What is required: Retype every line below precisely as it appears.

Recorded data:
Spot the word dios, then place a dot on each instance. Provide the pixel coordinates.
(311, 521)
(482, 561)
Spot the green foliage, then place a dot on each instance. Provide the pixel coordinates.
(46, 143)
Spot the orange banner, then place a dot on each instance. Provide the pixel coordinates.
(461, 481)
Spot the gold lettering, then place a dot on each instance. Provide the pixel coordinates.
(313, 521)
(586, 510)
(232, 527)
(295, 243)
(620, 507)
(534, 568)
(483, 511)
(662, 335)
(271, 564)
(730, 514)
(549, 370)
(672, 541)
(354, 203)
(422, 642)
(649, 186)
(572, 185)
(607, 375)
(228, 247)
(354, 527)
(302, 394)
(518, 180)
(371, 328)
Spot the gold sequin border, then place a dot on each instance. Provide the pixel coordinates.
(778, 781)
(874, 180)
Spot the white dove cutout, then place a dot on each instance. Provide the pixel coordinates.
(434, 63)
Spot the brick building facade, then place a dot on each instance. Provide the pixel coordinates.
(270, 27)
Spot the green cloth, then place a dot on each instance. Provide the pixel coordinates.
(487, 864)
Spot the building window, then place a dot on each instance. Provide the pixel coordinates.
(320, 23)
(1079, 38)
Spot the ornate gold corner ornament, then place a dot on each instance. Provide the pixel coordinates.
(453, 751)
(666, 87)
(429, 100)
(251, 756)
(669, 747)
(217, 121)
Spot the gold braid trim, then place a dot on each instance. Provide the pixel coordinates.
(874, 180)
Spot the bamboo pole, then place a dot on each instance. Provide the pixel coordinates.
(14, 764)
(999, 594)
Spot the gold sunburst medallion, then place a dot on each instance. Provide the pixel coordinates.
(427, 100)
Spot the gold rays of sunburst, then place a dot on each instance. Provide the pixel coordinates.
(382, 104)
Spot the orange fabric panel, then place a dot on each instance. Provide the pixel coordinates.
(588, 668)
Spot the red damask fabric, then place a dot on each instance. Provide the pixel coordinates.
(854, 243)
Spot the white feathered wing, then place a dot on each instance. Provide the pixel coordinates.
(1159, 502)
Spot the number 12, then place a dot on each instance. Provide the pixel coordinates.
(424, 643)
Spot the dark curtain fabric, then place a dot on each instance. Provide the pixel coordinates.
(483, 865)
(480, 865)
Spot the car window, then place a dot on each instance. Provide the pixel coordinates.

Response for this exercise:
Spot the word dios, then place a dot on each instance. Provide the pixel coordinates.
(311, 521)
(482, 561)
Spot the green foliage, then place a dot on each instance. Provide the pixel coordinates.
(46, 143)
Spot the orange banner, then place a dot on each instance. Provide the pixel coordinates.
(461, 481)
Spot the gold lettering, then place a dot on each instance. Provide the pixel coordinates.
(313, 521)
(586, 510)
(232, 527)
(295, 243)
(620, 507)
(534, 568)
(483, 511)
(662, 335)
(271, 564)
(730, 514)
(549, 370)
(672, 541)
(354, 203)
(422, 642)
(649, 186)
(572, 185)
(607, 375)
(228, 247)
(354, 527)
(302, 394)
(518, 180)
(371, 328)
Spot the gold sequin border, then place a dot on each instance. Provide the pixel coordinates.
(778, 781)
(874, 180)
Spot the white dove cutout, then place a dot on each instance. Provide the pixel coordinates.
(434, 63)
Spot the brick building facade, then place a dot on each instance. Provide the pixel coordinates.
(270, 27)
Spot the green cloth, then place a dot on each instance. Provide the pixel coordinates.
(487, 864)
Spot the building window, then place a dot on each instance. Provide the pixel coordinates.
(320, 23)
(1079, 38)
Spot the ornate gold corner ornament, then place a dot on each instance. Provide the pixel coordinates.
(453, 751)
(666, 87)
(429, 100)
(251, 756)
(669, 747)
(217, 121)
Spot the gold braid trim, then place a dot on each instance. Provide the pixel coordinates.
(874, 180)
Spot the bamboo pole, then place a dot on each instance. Provide the pixel coordinates.
(14, 764)
(999, 594)
Spot the gold sunburst medallion, then place a dot on each instance. Provide the pixel coordinates.
(427, 100)
Spot the gold rays of sunburst, then place a dot on each instance. Provide the pixel coordinates.
(382, 104)
Spot the orange fabric panel, then place a dot on each instance. Provide the pixel coordinates.
(588, 668)
Spot the red damask fabric, then place a dot on each instance. Provide the pixel coordinates.
(854, 243)
Spot the white feathered wing, then place a dot on each instance. Provide the pixel coordinates.
(1159, 502)
Spot the number 12, then place a dot on each instance. Provide the pixel coordinates.
(424, 643)
Spot the dark curtain fabric, then place a dot on each instance. Provide the pixel coordinates.
(483, 865)
(480, 865)
Spot the car window, then place a dot on each instance. Provide the pixel coordinates.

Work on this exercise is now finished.